• [SHORT EXERCISE] Copy the lines below word for word, from the start through the line containing "305 L 5 302", and leave out any pictures.

• [AVAILABLE RECORDS]

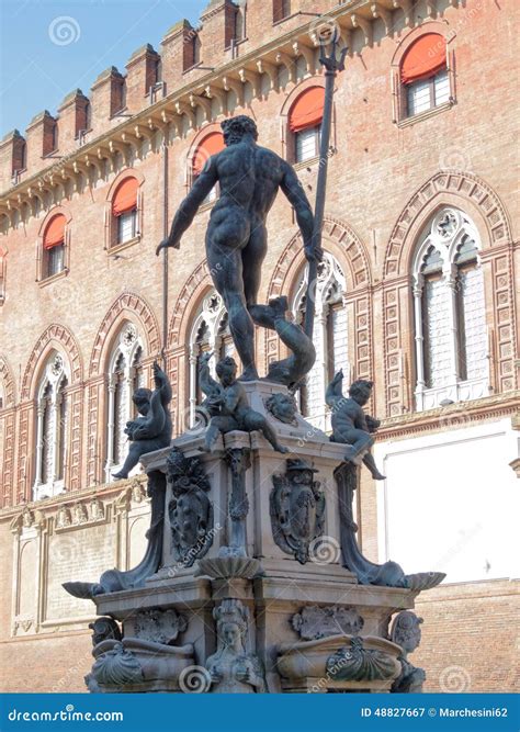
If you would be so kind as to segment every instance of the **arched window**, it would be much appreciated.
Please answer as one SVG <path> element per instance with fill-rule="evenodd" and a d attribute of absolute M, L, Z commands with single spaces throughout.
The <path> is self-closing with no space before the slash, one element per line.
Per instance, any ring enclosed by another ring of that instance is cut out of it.
<path fill-rule="evenodd" d="M 487 393 L 488 337 L 478 233 L 442 209 L 421 236 L 414 263 L 417 408 Z"/>
<path fill-rule="evenodd" d="M 203 300 L 191 328 L 190 340 L 190 426 L 195 424 L 195 408 L 204 398 L 199 386 L 199 363 L 201 356 L 214 353 L 210 368 L 215 376 L 216 362 L 231 356 L 239 365 L 235 346 L 229 333 L 227 313 L 221 295 L 212 290 Z"/>
<path fill-rule="evenodd" d="M 67 219 L 57 214 L 47 224 L 43 237 L 42 279 L 54 277 L 65 269 Z"/>
<path fill-rule="evenodd" d="M 291 0 L 273 0 L 273 23 L 280 23 L 291 15 Z"/>
<path fill-rule="evenodd" d="M 440 33 L 425 33 L 408 48 L 400 64 L 407 116 L 450 101 L 446 42 Z"/>
<path fill-rule="evenodd" d="M 65 361 L 59 353 L 54 352 L 47 361 L 37 391 L 35 500 L 55 496 L 65 489 L 67 384 Z"/>
<path fill-rule="evenodd" d="M 139 182 L 132 176 L 115 189 L 112 198 L 112 247 L 128 244 L 138 236 L 138 196 Z"/>
<path fill-rule="evenodd" d="M 106 435 L 105 476 L 117 472 L 128 452 L 126 423 L 135 417 L 132 401 L 135 388 L 143 384 L 143 344 L 137 329 L 127 323 L 117 338 L 109 364 L 109 414 Z"/>
<path fill-rule="evenodd" d="M 293 158 L 295 162 L 303 162 L 319 155 L 324 103 L 324 88 L 309 87 L 297 97 L 291 106 L 289 129 L 293 136 Z"/>
<path fill-rule="evenodd" d="M 0 305 L 5 302 L 7 252 L 0 247 Z"/>
<path fill-rule="evenodd" d="M 195 153 L 192 158 L 192 169 L 191 178 L 192 185 L 204 170 L 204 167 L 207 165 L 208 159 L 212 155 L 216 155 L 225 147 L 224 135 L 222 132 L 215 131 L 206 135 L 201 143 L 196 146 Z M 218 195 L 217 185 L 214 185 L 210 193 L 206 195 L 206 202 L 215 201 Z"/>
<path fill-rule="evenodd" d="M 305 313 L 308 268 L 301 277 L 293 297 L 293 315 L 302 323 Z M 325 252 L 318 266 L 318 279 L 314 293 L 316 309 L 313 341 L 316 348 L 316 362 L 307 374 L 301 388 L 301 409 L 313 425 L 327 429 L 325 391 L 334 374 L 343 369 L 347 380 L 350 378 L 348 351 L 348 323 L 344 306 L 346 281 L 338 261 Z"/>

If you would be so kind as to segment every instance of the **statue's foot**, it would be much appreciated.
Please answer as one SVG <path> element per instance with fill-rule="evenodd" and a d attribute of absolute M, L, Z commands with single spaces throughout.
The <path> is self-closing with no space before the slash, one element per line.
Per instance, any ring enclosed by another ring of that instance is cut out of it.
<path fill-rule="evenodd" d="M 285 297 L 285 295 L 281 295 L 280 297 L 272 297 L 269 301 L 269 308 L 272 312 L 274 320 L 276 318 L 282 318 L 284 320 L 285 313 L 289 308 L 289 300 Z"/>
<path fill-rule="evenodd" d="M 344 460 L 353 463 L 354 465 L 361 465 L 362 462 L 361 455 L 353 448 L 350 447 L 347 448 L 347 452 L 344 453 Z"/>
<path fill-rule="evenodd" d="M 244 373 L 239 376 L 238 381 L 258 381 L 258 379 L 259 375 L 256 367 L 248 367 L 244 370 Z"/>

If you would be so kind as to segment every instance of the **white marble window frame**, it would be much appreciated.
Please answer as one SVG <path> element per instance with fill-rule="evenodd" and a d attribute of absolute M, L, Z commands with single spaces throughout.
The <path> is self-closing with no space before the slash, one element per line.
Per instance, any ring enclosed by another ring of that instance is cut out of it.
<path fill-rule="evenodd" d="M 439 226 L 448 221 L 452 230 L 443 235 Z M 416 351 L 416 387 L 415 399 L 417 412 L 432 409 L 441 406 L 442 402 L 465 402 L 479 398 L 489 394 L 488 369 L 486 376 L 482 379 L 463 380 L 460 376 L 460 337 L 459 337 L 459 313 L 457 313 L 457 274 L 459 267 L 455 263 L 457 249 L 464 236 L 471 236 L 477 249 L 476 266 L 482 267 L 481 249 L 482 243 L 478 230 L 473 222 L 462 211 L 452 207 L 441 209 L 432 218 L 430 226 L 423 233 L 421 243 L 416 251 L 412 264 L 412 296 L 415 316 L 415 351 Z M 423 295 L 425 274 L 421 271 L 425 258 L 430 247 L 440 255 L 442 264 L 440 272 L 442 283 L 445 288 L 449 309 L 450 329 L 450 374 L 442 385 L 429 387 L 426 383 L 425 362 L 425 333 L 423 333 Z M 483 297 L 485 296 L 483 289 Z M 486 331 L 487 336 L 487 331 Z M 488 353 L 485 356 L 488 359 Z"/>

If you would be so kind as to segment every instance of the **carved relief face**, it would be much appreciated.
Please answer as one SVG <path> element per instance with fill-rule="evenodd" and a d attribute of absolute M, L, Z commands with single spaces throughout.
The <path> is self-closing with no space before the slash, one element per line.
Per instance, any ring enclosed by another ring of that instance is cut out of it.
<path fill-rule="evenodd" d="M 147 398 L 137 395 L 133 397 L 133 402 L 137 407 L 137 412 L 140 415 L 145 416 L 148 414 L 148 409 L 150 408 L 150 403 L 148 402 Z"/>
<path fill-rule="evenodd" d="M 291 394 L 273 394 L 265 403 L 269 412 L 286 425 L 295 424 L 296 402 Z"/>
<path fill-rule="evenodd" d="M 241 646 L 240 628 L 235 622 L 225 622 L 222 626 L 222 639 L 224 644 L 231 650 L 239 651 Z"/>

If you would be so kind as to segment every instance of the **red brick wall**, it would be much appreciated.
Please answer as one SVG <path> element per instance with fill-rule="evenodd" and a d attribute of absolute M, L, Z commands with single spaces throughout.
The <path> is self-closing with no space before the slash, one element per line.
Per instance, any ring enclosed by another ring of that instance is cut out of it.
<path fill-rule="evenodd" d="M 296 7 L 297 3 L 293 0 L 292 4 Z M 335 5 L 336 2 L 331 0 L 324 0 L 318 4 L 302 0 L 298 8 L 310 12 L 328 11 Z M 516 203 L 518 176 L 510 151 L 510 140 L 517 128 L 518 116 L 516 90 L 511 83 L 518 65 L 513 43 L 513 15 L 518 8 L 516 0 L 502 0 L 499 5 L 483 0 L 468 0 L 459 8 L 446 8 L 442 16 L 437 19 L 439 26 L 454 34 L 450 45 L 456 61 L 456 103 L 451 109 L 416 124 L 398 127 L 392 121 L 392 59 L 398 43 L 410 33 L 404 26 L 402 13 L 394 15 L 396 27 L 393 37 L 384 36 L 382 21 L 376 22 L 373 47 L 365 46 L 361 55 L 354 53 L 348 57 L 347 69 L 337 81 L 337 151 L 329 162 L 325 247 L 334 250 L 340 260 L 348 281 L 348 297 L 355 302 L 357 306 L 365 308 L 359 313 L 359 322 L 355 323 L 350 342 L 352 349 L 358 349 L 358 346 L 362 346 L 361 331 L 370 336 L 368 356 L 359 356 L 359 360 L 366 361 L 366 369 L 375 381 L 374 412 L 382 417 L 412 409 L 412 316 L 407 260 L 412 247 L 414 227 L 419 228 L 420 222 L 426 222 L 434 206 L 441 203 L 455 204 L 467 211 L 479 228 L 487 249 L 484 268 L 488 324 L 496 338 L 497 358 L 493 367 L 495 384 L 498 392 L 505 393 L 518 385 L 518 382 L 515 382 L 518 375 L 515 376 L 513 373 L 515 315 L 520 306 L 520 288 L 517 288 L 516 292 L 513 288 L 520 266 Z M 271 3 L 248 3 L 248 42 L 240 46 L 240 54 L 258 47 L 261 43 L 281 37 L 301 25 L 302 19 L 303 16 L 296 14 L 273 26 Z M 168 83 L 168 93 L 204 74 L 195 69 L 183 75 L 180 53 L 184 47 L 183 34 L 184 31 L 181 30 L 179 37 L 163 49 L 162 75 Z M 201 38 L 202 60 L 205 64 L 204 48 L 207 49 L 210 44 L 207 38 L 204 41 L 203 35 Z M 354 50 L 361 49 L 362 33 L 353 33 L 352 41 Z M 485 54 L 483 48 L 486 49 Z M 229 59 L 223 49 L 222 58 L 223 61 Z M 128 87 L 128 91 L 132 91 L 128 97 L 132 111 L 139 109 L 139 95 L 144 93 L 143 76 L 138 78 L 140 80 L 135 89 Z M 252 115 L 259 125 L 260 143 L 282 154 L 284 148 L 281 139 L 281 109 L 294 88 L 290 81 L 282 82 L 280 91 L 271 90 L 261 99 L 255 97 L 244 109 L 236 108 L 230 112 Z M 106 99 L 103 104 L 106 110 L 113 111 Z M 76 135 L 79 128 L 83 128 L 84 115 L 86 100 L 82 97 L 69 100 L 66 108 L 60 110 L 60 155 L 66 156 L 77 149 Z M 92 119 L 94 129 L 91 134 L 94 137 L 117 123 L 109 120 L 109 112 L 104 117 L 97 117 L 94 113 Z M 195 134 L 195 131 L 190 129 L 186 134 L 173 138 L 171 132 L 168 151 L 169 222 L 186 192 L 188 154 Z M 83 179 L 83 182 L 75 188 L 72 181 L 68 181 L 57 191 L 57 200 L 70 216 L 70 271 L 67 277 L 45 285 L 35 281 L 36 251 L 45 217 L 48 215 L 47 210 L 37 211 L 35 206 L 34 213 L 31 213 L 30 206 L 25 207 L 23 225 L 20 223 L 14 229 L 10 228 L 7 236 L 1 237 L 0 246 L 8 248 L 9 260 L 7 297 L 5 303 L 0 306 L 0 342 L 13 374 L 18 405 L 14 463 L 9 463 L 12 468 L 9 475 L 12 477 L 9 477 L 10 485 L 7 489 L 5 485 L 2 485 L 8 505 L 20 503 L 24 496 L 31 497 L 34 475 L 34 384 L 44 353 L 39 359 L 31 357 L 42 334 L 46 333 L 50 325 L 58 324 L 67 328 L 78 345 L 78 369 L 82 374 L 79 381 L 84 385 L 83 408 L 79 417 L 82 437 L 80 485 L 88 487 L 87 455 L 92 455 L 97 450 L 95 444 L 88 443 L 88 436 L 94 442 L 99 439 L 101 446 L 104 443 L 104 404 L 102 401 L 98 402 L 98 393 L 102 390 L 102 373 L 91 375 L 92 358 L 93 354 L 98 356 L 94 347 L 100 346 L 102 349 L 102 372 L 111 339 L 125 314 L 136 319 L 143 336 L 150 333 L 146 318 L 155 318 L 157 324 L 162 320 L 162 269 L 155 256 L 155 247 L 162 238 L 165 204 L 161 139 L 161 134 L 157 133 L 150 142 L 145 142 L 143 149 L 139 149 L 132 161 L 134 169 L 144 177 L 142 238 L 121 252 L 118 258 L 109 256 L 104 245 L 108 195 L 115 176 L 125 167 L 121 159 L 115 164 L 115 170 L 110 170 L 110 167 L 105 170 L 104 164 L 95 158 L 92 167 L 86 168 L 87 172 L 91 171 L 90 184 Z M 16 144 L 20 146 L 20 142 Z M 10 185 L 12 173 L 11 142 L 2 146 L 1 161 L 4 190 Z M 30 176 L 42 170 L 43 176 L 45 165 L 45 161 L 39 161 L 35 164 L 35 170 L 24 174 Z M 456 169 L 464 174 L 450 179 L 451 182 L 448 181 L 445 185 L 443 183 L 439 190 L 431 189 L 431 195 L 421 194 L 418 198 L 417 212 L 414 207 L 417 192 L 429 179 L 438 177 L 446 168 Z M 97 169 L 99 172 L 95 172 Z M 317 164 L 302 167 L 298 174 L 314 202 Z M 488 204 L 495 209 L 489 211 L 486 209 Z M 405 227 L 402 244 L 394 247 L 394 238 L 400 236 L 400 229 L 396 232 L 396 225 L 405 210 L 409 225 L 407 224 L 408 228 Z M 182 240 L 181 251 L 173 251 L 170 256 L 168 320 L 172 323 L 174 317 L 178 318 L 176 323 L 180 324 L 181 339 L 180 342 L 174 342 L 170 334 L 168 361 L 172 376 L 178 380 L 174 384 L 178 397 L 174 409 L 179 424 L 188 402 L 186 363 L 182 359 L 185 346 L 183 328 L 190 314 L 196 309 L 204 282 L 210 283 L 208 277 L 204 280 L 197 269 L 204 259 L 203 241 L 208 214 L 205 210 L 195 217 L 192 228 Z M 494 221 L 496 217 L 501 221 L 500 216 L 507 223 L 507 230 L 498 241 L 494 241 Z M 296 232 L 291 207 L 283 196 L 280 196 L 269 218 L 270 248 L 263 266 L 261 301 L 265 300 L 271 291 L 273 272 Z M 398 250 L 396 260 L 400 263 L 392 271 L 388 262 L 394 257 L 394 250 Z M 294 267 L 291 269 L 291 256 L 287 255 L 290 261 L 287 260 L 286 271 L 292 272 Z M 516 264 L 513 256 L 517 257 Z M 185 289 L 186 283 L 189 289 Z M 290 284 L 292 283 L 287 281 L 286 285 Z M 121 309 L 118 300 L 124 292 L 136 295 L 132 301 L 134 304 L 126 311 Z M 179 305 L 174 312 L 178 300 Z M 150 316 L 143 315 L 144 304 L 148 306 L 149 311 L 146 312 L 151 313 Z M 105 330 L 104 324 L 111 319 L 108 315 L 112 312 L 113 325 Z M 504 316 L 498 315 L 502 312 Z M 360 342 L 357 342 L 357 337 Z M 258 341 L 259 363 L 264 363 L 263 335 L 259 336 Z M 53 342 L 55 341 L 49 341 L 49 347 Z M 145 348 L 146 354 L 157 356 L 159 347 L 157 339 L 150 338 Z M 397 379 L 397 382 L 394 382 L 394 359 L 399 349 L 410 364 L 410 376 L 407 381 Z M 71 353 L 71 348 L 67 352 Z M 358 350 L 355 353 L 352 351 L 351 358 L 358 358 Z M 30 387 L 26 394 L 21 395 L 22 379 L 27 364 Z M 176 374 L 173 368 L 177 370 Z M 89 397 L 89 394 L 92 396 Z M 0 418 L 3 416 L 0 414 Z M 89 431 L 89 425 L 93 425 L 93 432 Z M 23 452 L 26 461 L 22 461 Z M 372 486 L 362 488 L 360 502 L 363 514 L 363 547 L 366 553 L 374 556 L 376 516 Z M 5 525 L 2 525 L 1 536 L 2 556 L 10 558 L 12 536 Z M 11 565 L 9 559 L 7 566 Z M 508 583 L 476 583 L 439 588 L 421 598 L 419 611 L 425 617 L 423 642 L 414 660 L 428 669 L 429 688 L 439 687 L 440 674 L 450 664 L 464 667 L 467 665 L 475 690 L 506 690 L 504 685 L 507 688 L 512 687 L 508 674 L 515 660 L 511 637 L 513 599 L 506 594 L 508 587 Z M 9 577 L 5 578 L 3 589 L 1 616 L 9 619 Z M 9 628 L 10 620 L 5 626 Z M 456 654 L 453 651 L 453 639 L 459 643 Z M 13 688 L 27 683 L 33 690 L 43 690 L 45 685 L 49 690 L 67 673 L 68 661 L 64 658 L 70 658 L 72 665 L 83 650 L 87 652 L 89 643 L 90 640 L 83 634 L 55 633 L 52 639 L 42 637 L 37 640 L 10 641 L 0 647 L 1 653 L 7 654 L 4 657 L 9 658 Z M 484 656 L 483 647 L 486 649 Z M 43 672 L 31 672 L 31 675 L 27 675 L 27 667 L 36 667 L 31 661 L 33 656 L 39 658 L 37 663 L 42 664 L 42 668 L 45 667 L 46 676 Z M 56 667 L 49 663 L 52 660 Z M 67 682 L 70 683 L 70 690 L 81 688 L 81 675 L 82 671 L 71 675 L 72 680 Z M 19 688 L 22 690 L 25 687 Z"/>

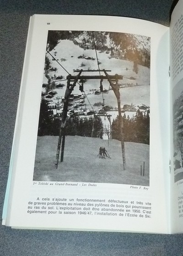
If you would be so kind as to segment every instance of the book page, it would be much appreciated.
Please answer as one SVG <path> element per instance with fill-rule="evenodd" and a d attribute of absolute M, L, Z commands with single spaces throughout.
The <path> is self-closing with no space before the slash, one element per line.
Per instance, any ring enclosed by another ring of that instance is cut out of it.
<path fill-rule="evenodd" d="M 5 225 L 169 233 L 169 28 L 31 22 Z"/>
<path fill-rule="evenodd" d="M 172 16 L 171 46 L 171 111 L 172 166 L 171 211 L 172 232 L 183 231 L 183 3 L 179 1 Z"/>

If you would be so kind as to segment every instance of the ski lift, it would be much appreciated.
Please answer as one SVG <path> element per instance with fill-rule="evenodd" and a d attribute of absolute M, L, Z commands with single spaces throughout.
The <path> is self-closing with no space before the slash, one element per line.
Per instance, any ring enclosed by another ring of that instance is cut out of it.
<path fill-rule="evenodd" d="M 100 82 L 100 91 L 101 92 L 103 91 L 102 80 L 101 79 Z"/>
<path fill-rule="evenodd" d="M 83 81 L 81 81 L 81 84 L 80 85 L 79 90 L 81 92 L 84 92 L 84 90 L 83 90 Z"/>

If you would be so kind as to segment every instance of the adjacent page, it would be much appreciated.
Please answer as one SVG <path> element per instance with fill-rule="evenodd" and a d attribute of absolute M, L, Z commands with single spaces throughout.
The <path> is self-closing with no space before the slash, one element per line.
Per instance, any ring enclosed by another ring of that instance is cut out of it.
<path fill-rule="evenodd" d="M 169 28 L 31 23 L 4 224 L 169 233 Z"/>
<path fill-rule="evenodd" d="M 171 230 L 183 231 L 183 2 L 172 15 L 170 27 L 171 120 Z"/>

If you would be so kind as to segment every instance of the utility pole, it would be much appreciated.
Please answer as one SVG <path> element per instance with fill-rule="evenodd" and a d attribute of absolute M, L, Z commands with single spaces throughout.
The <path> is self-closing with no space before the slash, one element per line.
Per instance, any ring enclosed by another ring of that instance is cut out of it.
<path fill-rule="evenodd" d="M 98 71 L 98 70 L 97 70 Z M 58 165 L 59 162 L 59 152 L 60 150 L 60 146 L 61 145 L 61 156 L 60 156 L 60 162 L 63 162 L 64 160 L 64 148 L 65 145 L 65 124 L 66 122 L 66 118 L 67 117 L 67 112 L 69 101 L 69 97 L 71 94 L 72 91 L 73 91 L 75 86 L 77 83 L 78 83 L 78 80 L 80 79 L 81 81 L 83 81 L 86 80 L 101 80 L 107 79 L 109 82 L 110 85 L 112 89 L 113 90 L 114 94 L 116 97 L 118 101 L 118 115 L 119 118 L 120 124 L 120 130 L 121 130 L 121 148 L 122 150 L 122 155 L 123 155 L 123 167 L 124 169 L 126 169 L 126 160 L 125 160 L 125 155 L 124 151 L 124 139 L 123 135 L 123 119 L 122 116 L 121 115 L 121 105 L 120 105 L 120 93 L 119 89 L 118 86 L 118 80 L 123 79 L 123 76 L 122 75 L 119 75 L 116 74 L 115 75 L 109 75 L 107 72 L 106 70 L 103 69 L 103 70 L 100 70 L 103 71 L 105 75 L 82 75 L 81 76 L 81 74 L 83 70 L 81 69 L 78 73 L 78 74 L 76 76 L 71 75 L 71 74 L 69 74 L 67 76 L 67 87 L 65 91 L 65 98 L 64 100 L 64 104 L 63 111 L 62 112 L 61 123 L 59 129 L 59 137 L 57 146 L 57 150 L 56 155 L 56 161 L 55 163 L 55 166 L 56 168 L 58 168 Z M 111 71 L 111 70 L 108 70 Z M 93 70 L 91 71 L 91 72 L 93 72 Z M 87 70 L 87 72 L 90 72 L 89 70 Z M 116 82 L 115 84 L 113 83 L 113 81 L 115 81 Z M 73 82 L 72 84 L 70 84 L 70 83 Z M 107 118 L 108 119 L 110 123 L 110 131 L 111 131 L 111 124 L 110 117 L 107 116 Z M 94 122 L 93 123 L 93 126 L 94 125 Z M 94 128 L 92 127 L 92 135 L 93 136 Z M 111 132 L 111 136 L 112 136 Z"/>
<path fill-rule="evenodd" d="M 116 97 L 118 102 L 118 114 L 119 116 L 119 121 L 120 124 L 120 137 L 121 137 L 121 149 L 122 150 L 122 157 L 123 157 L 123 168 L 124 170 L 126 169 L 126 157 L 125 157 L 125 152 L 124 150 L 124 135 L 123 133 L 123 117 L 121 114 L 121 101 L 120 101 L 120 94 L 119 92 L 119 88 L 118 85 L 118 75 L 116 74 L 114 76 L 114 79 L 113 80 L 115 81 L 115 84 L 113 83 L 113 81 L 111 78 L 105 70 L 103 69 L 103 72 L 106 75 L 108 80 L 111 85 L 112 89 L 113 89 L 114 94 Z"/>
<path fill-rule="evenodd" d="M 60 150 L 60 146 L 62 142 L 61 147 L 61 156 L 60 156 L 60 162 L 63 162 L 64 159 L 64 148 L 65 145 L 65 126 L 66 121 L 66 118 L 67 116 L 67 111 L 68 108 L 68 104 L 69 104 L 69 98 L 71 94 L 72 91 L 73 91 L 75 85 L 78 81 L 79 78 L 82 71 L 81 69 L 79 72 L 79 74 L 75 77 L 74 80 L 71 80 L 71 76 L 69 74 L 67 76 L 67 88 L 65 91 L 65 98 L 64 98 L 64 103 L 63 111 L 62 112 L 62 119 L 61 120 L 61 124 L 59 132 L 59 140 L 58 142 L 57 145 L 57 150 L 56 154 L 56 161 L 55 164 L 55 167 L 57 169 L 58 164 L 59 162 L 59 152 Z M 70 85 L 70 82 L 73 82 L 72 85 Z"/>

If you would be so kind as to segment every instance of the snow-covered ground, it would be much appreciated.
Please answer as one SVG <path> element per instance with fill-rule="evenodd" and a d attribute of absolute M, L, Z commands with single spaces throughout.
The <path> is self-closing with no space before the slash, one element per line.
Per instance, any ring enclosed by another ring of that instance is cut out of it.
<path fill-rule="evenodd" d="M 64 162 L 59 162 L 58 169 L 56 169 L 54 163 L 58 140 L 58 137 L 38 137 L 34 180 L 149 186 L 148 145 L 125 142 L 127 169 L 124 171 L 120 142 L 67 136 L 65 138 Z M 98 154 L 100 147 L 106 148 L 111 158 L 99 158 Z"/>
<path fill-rule="evenodd" d="M 56 53 L 55 53 L 56 52 Z M 70 40 L 61 40 L 58 44 L 53 50 L 50 53 L 63 66 L 70 74 L 72 75 L 76 75 L 78 73 L 74 72 L 74 69 L 84 70 L 98 69 L 95 51 L 94 50 L 84 50 L 78 46 L 75 45 L 72 41 Z M 144 104 L 147 106 L 150 105 L 150 70 L 147 67 L 138 65 L 138 73 L 135 74 L 133 71 L 134 63 L 132 61 L 109 58 L 110 54 L 106 52 L 101 52 L 97 51 L 100 69 L 111 70 L 111 72 L 108 72 L 110 75 L 118 74 L 124 76 L 123 80 L 119 80 L 119 84 L 129 83 L 133 85 L 138 85 L 138 86 L 120 89 L 121 95 L 121 105 L 124 104 L 141 105 Z M 84 58 L 78 58 L 78 57 L 84 55 L 89 57 L 95 59 L 87 60 Z M 58 70 L 55 73 L 57 76 L 62 75 L 63 79 L 66 79 L 68 74 L 55 61 L 52 60 L 52 57 L 48 54 L 47 56 L 50 59 L 53 68 L 57 68 Z M 104 75 L 103 72 L 101 72 Z M 50 77 L 53 76 L 53 72 L 48 74 Z M 81 74 L 83 75 L 99 75 L 99 72 L 86 72 Z M 66 85 L 67 81 L 62 81 L 62 84 Z M 109 84 L 107 80 L 103 82 L 103 90 L 108 90 Z M 99 101 L 102 101 L 102 94 L 95 95 L 94 91 L 99 90 L 100 81 L 98 80 L 90 80 L 84 84 L 84 90 L 90 103 L 92 105 L 94 103 Z M 52 99 L 54 102 L 57 102 L 57 97 L 64 97 L 65 93 L 66 86 L 63 89 L 55 90 L 57 94 Z M 79 90 L 79 85 L 77 84 L 73 92 L 73 94 L 81 93 Z M 110 90 L 108 94 L 103 94 L 105 98 L 105 104 L 109 105 L 113 107 L 117 106 L 116 98 L 112 90 Z M 86 107 L 91 108 L 90 103 L 87 99 L 85 99 Z"/>

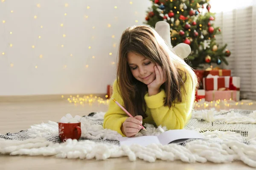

• [ANSWER]
If you would be so kind as to segment every instance of the **arched window**, it would be much appreciated.
Please answer as one SVG <path> element per instance with fill-rule="evenodd" and a d attribute of absolute M, L, Z commands with single spaces throughout.
The <path> is self-closing with no space before the slash, one element per line.
Per instance, any ring enclosed by another ring of that instance is cut out of it.
<path fill-rule="evenodd" d="M 487 393 L 488 337 L 478 233 L 442 209 L 421 236 L 414 263 L 417 408 Z"/>
<path fill-rule="evenodd" d="M 203 300 L 191 328 L 190 340 L 190 426 L 195 424 L 195 408 L 204 398 L 199 386 L 199 363 L 201 356 L 214 353 L 210 368 L 215 376 L 216 362 L 231 356 L 239 365 L 235 346 L 229 333 L 227 313 L 221 295 L 212 290 Z"/>
<path fill-rule="evenodd" d="M 67 219 L 57 214 L 47 224 L 43 237 L 42 279 L 54 277 L 65 269 Z"/>
<path fill-rule="evenodd" d="M 291 0 L 273 0 L 273 23 L 280 23 L 291 15 Z"/>
<path fill-rule="evenodd" d="M 440 33 L 425 33 L 408 48 L 400 64 L 407 116 L 450 101 L 446 42 Z"/>
<path fill-rule="evenodd" d="M 65 361 L 59 353 L 54 352 L 47 361 L 37 391 L 35 500 L 55 496 L 65 489 L 67 384 Z"/>
<path fill-rule="evenodd" d="M 139 182 L 132 176 L 115 189 L 112 198 L 112 247 L 128 244 L 138 236 L 138 196 Z"/>
<path fill-rule="evenodd" d="M 106 435 L 105 476 L 117 472 L 128 452 L 126 423 L 135 417 L 132 401 L 135 388 L 143 384 L 143 344 L 137 329 L 127 323 L 117 338 L 109 364 L 109 414 Z"/>
<path fill-rule="evenodd" d="M 293 158 L 295 162 L 303 162 L 319 155 L 324 103 L 324 88 L 309 87 L 297 97 L 291 106 L 289 129 L 293 136 Z"/>
<path fill-rule="evenodd" d="M 0 305 L 5 302 L 7 252 L 0 247 Z"/>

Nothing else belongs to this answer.